Texte fourni:
· · · · ·
Dialogue sociétal, politique contre société civile

 

Dans notre pays où la corruption règne en maître, et où les enquêtes relèvent du folklore, les gouvernements se suivent et s’accordent sur l’art moderne de la conversion : « le mentir vrai » ! Ceci concerne la retraite à financer, l’administration à moderniser et d’une façon générale le citoyen à consulter et à associer à la décision ! Nous nous enfermons dans le microcosme citadin et nous ignorons totalement la réalité des régions lointaines. Pourtant, s’il y a un sujet où l’esprit partisan doit impérativement s’effacer au bénéfice des régions délaissées, c’est bien la santé !
Retenez ces chiffres et ne croyez pas rêver, vous êtes bien dans le pays du printemps arabe qui a ému la planète : une ligne de 850 000 euros a été mise à la disposition de la Tunisie par l’union européenne pour organiser un dialogue sociétal pour un meilleur système de santé. La condition première était de faire participer des citoyens et faire monter la décision du bas vers le haut « buttom/up ». Nous sommes en octobre 2012, une équipe de volontaires s’est mobilisée pour se jeter dans les pires conditions d’hostilité et ce pendant deux longues années. 20 556 kilomètres de parcourus, des Focus Groups et des Ateliers ont été organisés, des rencontres régionales dans les 24 gouvernorats ont réuni près de 4000 personnes entre citoyens et professionnels, toujours encadrés par des experts nationaux et internationaux ! 120 heures d’enregistrements sono et vidéo, 96 jurys citoyens tirés au sort pour représenter toutes les régions se sont mis en conclave à kerkennah pendant 4 jours, également avec des experts nationaux et internationaux, pour établir le livre blanc de la santé avec des recommandations pratiques et réalistes ! Le 5 septembre 2014, la déclaration nationale a été faite devant Monsieur Mehdi JOMAA chef de gouvernement qui a salué la richesse de l’approche participative et inclusive, et qui a émis le souhait de généraliser cette approche dans les autres secteurs sensibles de l’économie.
· · · · ·
Éléments issus d'un jeu de données:
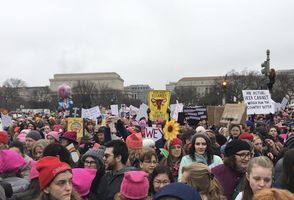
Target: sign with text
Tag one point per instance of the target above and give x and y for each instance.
(234, 114)
(258, 102)
(195, 114)
(158, 101)
(75, 124)
(91, 113)
(153, 133)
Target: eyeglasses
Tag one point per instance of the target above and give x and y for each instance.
(244, 155)
(107, 155)
(89, 162)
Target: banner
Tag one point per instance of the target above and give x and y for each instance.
(75, 124)
(234, 114)
(153, 133)
(158, 101)
(91, 113)
(194, 114)
(258, 102)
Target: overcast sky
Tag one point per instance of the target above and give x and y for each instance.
(145, 41)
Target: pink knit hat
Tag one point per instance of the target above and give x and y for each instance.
(135, 185)
(82, 179)
(54, 134)
(33, 171)
(10, 161)
(134, 141)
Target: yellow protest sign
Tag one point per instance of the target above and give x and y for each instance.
(75, 124)
(158, 101)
· · · · ·
Vos tâches:
- a) D'après le texte sur le dialogue sociétal, pourquoi les 96 jurys citoyens ont-ils été tirés au sort ? Répondez en une à trois phrases.
- b) Veuillez énumérer tous les sujets auxquels s'applique « le mentir vrai » selon le texte sur le dialogue sociétal.
- c) Reprenez le texte sur le dialogue sociétal après sa dernière phrase et poursuivez-le.
Les données n'ont aucun rapport avec le texte sur le dialogue sociétal.

Tâches résolues:
- a) Les 96 jurys citoyens ont été tirés au sort pour représenter toutes les régions. Ils se sont ensuite réunis à Kerkennah pendant quatre jours, avec des experts nationaux et internationaux, afin d'établir le livre blanc de la santé.

- b)
- la retraite à financer
- l'administration à moderniser
- le citoyen à consulter et à associer à la décision

- c)
Mais c’était sans compter sur les lobbies du ministère de la santé qui n’accepteront jamais un plan de développement contraire à leurs intérêts, même s’il sert ceux du pays ; cette caste de privilégiés qu’il serait aisé de brocarder en ces temps de crise, était la même qui n’avait jamais vu le Dialogue Sociétal d’un bon œil et ce dès son départ. Ces lobbies travaillent bien entendu dans une opacité délibéré depuis le 5 septembre 2014, la déclaration nationale a été mise en berne, les jurys citoyens ont exprimé plus que des craintes, mais du désarroi en apprenant que le nouveau ministre de la santé dont le parti qu’il représente ne compte que 39 % des sièges de l’ARP, n’a pas jugé utile de tenir compte des travaux de milliers de bénévoles du Dialogue Sociétal en affirmant au Président du comité technique qu’il était là pour faire de la politique et que la décision ne peut venir que d’en haut !
Pire, le bras droit du ministre fraîchement arrivée au cabinet, a déclarée que le livre blanc aurait pu être élaboré en cinq minutes dans n’importe quel bureau du ministère ! La logique voudrait que la société civile soit associée à toutes les décisions dans le domaine de la santé comme dans tous les autres domaines, que le citoyen soit considéré comme allié du politique ! L’OMS est bizarrement silencieuse, alors que les deniers dépensés, ou gaspillés devrais je dire, ont été gérés par ses soins. La société civile, messieurs les politiques exige que la prévention prenne le pas sur le traitement, et pour ce faire, il faut que la décision quitte la tour opaque du Ministère pour aller se diluer dans les régions comme le stipule notre nouvelle constitution. La société civile, messieurs les politiques, n’est plus un prénom, c’est désormais un nom de famille et il faudra faire avec !
Enfin, il est urgent de créer le Conseil Supérieur de la Santé, composé de 4 à 5 sages de la santé au dessus de tout soupçon, et qui présenteraient une fois par an un rapport au Chef de Gouvernement lui indiquant les grandes lignes à suivre en tenant compte des évolutions épidémiologiques et sociétales. Ceci protègerait le système de santé des interférences et des maladresses politiques !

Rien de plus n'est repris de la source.